Exercise details ▸
Each record needs to be echoed exactly; can you do that?

(Collected data)
------------------------------------

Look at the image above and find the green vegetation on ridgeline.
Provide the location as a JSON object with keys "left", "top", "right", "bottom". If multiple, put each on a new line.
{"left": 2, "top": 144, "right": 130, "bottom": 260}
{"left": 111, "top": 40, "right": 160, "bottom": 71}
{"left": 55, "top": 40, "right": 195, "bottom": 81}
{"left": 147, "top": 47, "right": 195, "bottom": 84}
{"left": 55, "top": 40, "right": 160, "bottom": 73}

------------------------------------

Response area ▸
Look at the image above and find the green vegetation on ridgeline.
Provide the location as a JSON object with keys "left", "top", "right", "bottom". If multiple, put each on a new line.
{"left": 2, "top": 144, "right": 130, "bottom": 260}
{"left": 111, "top": 40, "right": 160, "bottom": 71}
{"left": 55, "top": 40, "right": 195, "bottom": 81}
{"left": 147, "top": 47, "right": 195, "bottom": 84}
{"left": 55, "top": 40, "right": 160, "bottom": 73}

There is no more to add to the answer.